■ PROBLEM TO SOLVE
Considering every line below, count those with the word "rough" and give only the result.

*** ENTRIES PROVIDED ***

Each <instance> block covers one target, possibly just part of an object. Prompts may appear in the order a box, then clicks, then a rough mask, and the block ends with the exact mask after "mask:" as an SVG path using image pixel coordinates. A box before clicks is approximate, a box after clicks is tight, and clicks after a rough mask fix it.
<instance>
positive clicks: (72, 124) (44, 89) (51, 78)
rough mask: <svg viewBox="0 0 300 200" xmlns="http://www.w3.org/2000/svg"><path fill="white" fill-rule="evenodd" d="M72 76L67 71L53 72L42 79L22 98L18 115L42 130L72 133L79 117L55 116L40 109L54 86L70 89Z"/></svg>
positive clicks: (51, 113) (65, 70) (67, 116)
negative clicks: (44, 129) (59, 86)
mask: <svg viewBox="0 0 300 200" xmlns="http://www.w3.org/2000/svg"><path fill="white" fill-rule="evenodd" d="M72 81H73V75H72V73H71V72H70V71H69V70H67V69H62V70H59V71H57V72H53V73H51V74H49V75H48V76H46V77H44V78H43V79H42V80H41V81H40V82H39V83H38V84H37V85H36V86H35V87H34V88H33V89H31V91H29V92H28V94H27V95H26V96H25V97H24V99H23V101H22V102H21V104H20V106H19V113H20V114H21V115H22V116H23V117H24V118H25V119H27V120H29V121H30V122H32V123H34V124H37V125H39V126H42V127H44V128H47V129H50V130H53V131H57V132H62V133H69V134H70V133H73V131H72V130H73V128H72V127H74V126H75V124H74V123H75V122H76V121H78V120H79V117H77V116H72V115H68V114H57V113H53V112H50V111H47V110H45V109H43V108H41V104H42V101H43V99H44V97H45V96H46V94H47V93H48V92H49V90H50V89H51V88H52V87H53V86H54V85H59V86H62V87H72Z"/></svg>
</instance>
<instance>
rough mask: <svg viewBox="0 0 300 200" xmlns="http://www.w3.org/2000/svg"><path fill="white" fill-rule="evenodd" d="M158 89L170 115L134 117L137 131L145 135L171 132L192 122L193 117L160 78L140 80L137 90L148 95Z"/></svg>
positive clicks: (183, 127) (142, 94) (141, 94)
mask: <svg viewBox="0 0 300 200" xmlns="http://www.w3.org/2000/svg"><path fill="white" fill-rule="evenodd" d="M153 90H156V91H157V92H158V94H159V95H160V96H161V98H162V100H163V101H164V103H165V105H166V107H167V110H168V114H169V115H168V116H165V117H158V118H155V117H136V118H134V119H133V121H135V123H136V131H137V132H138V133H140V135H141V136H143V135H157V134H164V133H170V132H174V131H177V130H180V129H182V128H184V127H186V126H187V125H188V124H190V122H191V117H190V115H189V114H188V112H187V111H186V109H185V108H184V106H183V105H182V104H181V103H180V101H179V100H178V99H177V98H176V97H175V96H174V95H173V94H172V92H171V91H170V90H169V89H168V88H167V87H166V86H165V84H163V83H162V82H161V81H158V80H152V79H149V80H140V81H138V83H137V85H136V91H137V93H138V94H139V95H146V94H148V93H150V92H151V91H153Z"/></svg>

*** End of ENTRIES PROVIDED ***

■ WRITTEN SOLUTION
3